- [Exercise text]:
*** Block opens ***

Term Paper On The Milagro Beanfield War-Culture Clash

John Nichols is the novelist who wrote about Anglo developers’ steamrolling New Mexico’s rural Hispanic way of life in The Milagro Beanfield War. Author of such acclaimed novels as The Milagro Beanfield War and The Sterile Cuckoo, John Nichols has been writing for more than three decades, publishing Cuckoo when he was only 23. Throughout his career, he has written 17 books and hundreds of essays and stories, many of which explore themes of social and environmental activism.

In The Milagro Beanfield War, novelist John Nichols presents the complexity of life in the besieged mountain villages, where folks are idle during the long winters and every resident’s knowing his neighbors and their business leads to trouble. Nichols absorbs the raucous humor and fatalistic attitudes of his subjects. When Joe Mondragon taps into the waters of the acequia madre, the mother ditch, to irrigate an ancestral bean field, he at once performs a symbolic act, commits a crime, and initiates an all-out war against the Anglo developers of “Miracle Valley.”

*** Block closes ***

- [Data section]:
*** Block opens ***

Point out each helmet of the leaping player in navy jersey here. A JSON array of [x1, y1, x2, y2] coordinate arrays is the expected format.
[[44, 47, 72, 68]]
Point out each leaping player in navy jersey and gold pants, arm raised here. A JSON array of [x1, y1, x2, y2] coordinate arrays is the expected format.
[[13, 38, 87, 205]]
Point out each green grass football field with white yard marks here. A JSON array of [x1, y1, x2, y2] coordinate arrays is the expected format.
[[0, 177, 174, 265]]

*** Block closes ***
*** Block opens ***

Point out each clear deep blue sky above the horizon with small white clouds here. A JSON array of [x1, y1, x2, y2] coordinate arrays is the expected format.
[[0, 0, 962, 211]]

*** Block closes ***

- [Exercise objective]:
Please explain, using the term paper on The Milagro Beanfield War above, why Joe Mondragon's tapping of the acequia madre to irrigate an ancestral bean field matters so much in the novel.

- [Response area]:
The act does three things at once. It is a symbolic act and a crime, and it starts an all-out war against the Anglo developers of "Miracle Valley."